> _Available records_
*** Begin section ***

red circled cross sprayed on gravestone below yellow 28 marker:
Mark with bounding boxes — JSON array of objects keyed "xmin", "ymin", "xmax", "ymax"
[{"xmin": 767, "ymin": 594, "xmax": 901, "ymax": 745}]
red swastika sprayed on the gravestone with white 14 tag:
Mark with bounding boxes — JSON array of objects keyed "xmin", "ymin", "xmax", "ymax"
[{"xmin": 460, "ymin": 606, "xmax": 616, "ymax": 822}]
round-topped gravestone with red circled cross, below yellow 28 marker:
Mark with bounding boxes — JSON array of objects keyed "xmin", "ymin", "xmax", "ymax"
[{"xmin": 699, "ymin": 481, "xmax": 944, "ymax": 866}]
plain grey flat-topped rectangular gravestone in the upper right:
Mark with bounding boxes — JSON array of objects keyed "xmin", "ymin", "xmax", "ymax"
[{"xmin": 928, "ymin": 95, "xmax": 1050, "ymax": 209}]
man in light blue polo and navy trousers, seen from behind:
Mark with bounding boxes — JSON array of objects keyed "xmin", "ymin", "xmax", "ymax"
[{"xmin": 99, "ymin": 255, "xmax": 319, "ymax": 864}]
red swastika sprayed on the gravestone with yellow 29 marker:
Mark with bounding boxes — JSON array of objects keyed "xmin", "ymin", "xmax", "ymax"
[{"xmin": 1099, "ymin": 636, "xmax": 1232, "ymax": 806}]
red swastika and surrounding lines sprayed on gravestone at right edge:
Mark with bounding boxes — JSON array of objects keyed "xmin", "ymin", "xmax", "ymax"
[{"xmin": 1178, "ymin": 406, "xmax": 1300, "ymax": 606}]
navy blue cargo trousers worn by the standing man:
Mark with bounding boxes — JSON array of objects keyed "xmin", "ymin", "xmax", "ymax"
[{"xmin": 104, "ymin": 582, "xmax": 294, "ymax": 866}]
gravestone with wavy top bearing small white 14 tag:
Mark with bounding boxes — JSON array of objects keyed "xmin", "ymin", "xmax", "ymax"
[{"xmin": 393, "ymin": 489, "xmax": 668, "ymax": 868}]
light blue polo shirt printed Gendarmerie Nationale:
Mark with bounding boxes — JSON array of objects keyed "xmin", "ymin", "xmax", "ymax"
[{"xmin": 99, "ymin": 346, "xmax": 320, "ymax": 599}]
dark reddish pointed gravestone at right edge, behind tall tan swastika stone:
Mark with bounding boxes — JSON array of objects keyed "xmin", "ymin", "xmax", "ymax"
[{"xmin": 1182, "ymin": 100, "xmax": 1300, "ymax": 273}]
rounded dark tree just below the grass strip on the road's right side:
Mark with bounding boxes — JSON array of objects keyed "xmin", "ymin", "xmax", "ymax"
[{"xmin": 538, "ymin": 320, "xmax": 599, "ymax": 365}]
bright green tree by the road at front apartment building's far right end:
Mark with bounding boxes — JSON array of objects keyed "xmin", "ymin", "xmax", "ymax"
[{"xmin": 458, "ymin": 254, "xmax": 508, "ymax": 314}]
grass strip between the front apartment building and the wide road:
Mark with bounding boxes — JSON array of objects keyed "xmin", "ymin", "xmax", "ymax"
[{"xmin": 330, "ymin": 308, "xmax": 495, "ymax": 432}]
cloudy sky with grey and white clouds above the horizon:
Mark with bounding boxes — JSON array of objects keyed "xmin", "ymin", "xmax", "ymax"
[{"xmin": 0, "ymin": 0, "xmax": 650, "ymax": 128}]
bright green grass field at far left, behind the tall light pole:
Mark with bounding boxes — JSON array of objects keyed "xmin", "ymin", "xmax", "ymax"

*** End section ***

> _Action item_
Starting with the line that contains "gravestone with wavy", output every line through the end of the listing above, unchanged.

> _Response area_
gravestone with wavy top bearing small white 14 tag:
Mark with bounding boxes — JSON array of objects keyed "xmin", "ymin", "xmax", "ymax"
[{"xmin": 393, "ymin": 489, "xmax": 668, "ymax": 868}]
light blue polo shirt printed Gendarmerie Nationale:
Mark with bounding boxes — JSON array of objects keyed "xmin", "ymin", "xmax", "ymax"
[{"xmin": 99, "ymin": 346, "xmax": 320, "ymax": 599}]
dark reddish pointed gravestone at right edge, behind tall tan swastika stone:
Mark with bounding boxes — JSON array of objects keyed "xmin", "ymin", "xmax", "ymax"
[{"xmin": 1182, "ymin": 100, "xmax": 1300, "ymax": 273}]
rounded dark tree just below the grass strip on the road's right side:
Mark with bounding boxes — JSON array of objects keyed "xmin", "ymin", "xmax", "ymax"
[{"xmin": 538, "ymin": 320, "xmax": 599, "ymax": 365}]
bright green tree by the road at front apartment building's far right end:
Mark with bounding boxes — JSON array of objects keyed "xmin", "ymin", "xmax", "ymax"
[{"xmin": 458, "ymin": 254, "xmax": 508, "ymax": 314}]
grass strip between the front apartment building and the wide road:
Mark with bounding boxes — JSON array of objects keyed "xmin", "ymin", "xmax", "ymax"
[{"xmin": 330, "ymin": 308, "xmax": 495, "ymax": 432}]
cloudy sky with grey and white clouds above the horizon:
Mark with bounding boxes — JSON array of objects keyed "xmin", "ymin", "xmax", "ymax"
[{"xmin": 0, "ymin": 0, "xmax": 650, "ymax": 128}]
bright green grass field at far left, behind the tall light pole:
Mark with bounding boxes — JSON array of objects keyed "xmin", "ymin", "xmax", "ymax"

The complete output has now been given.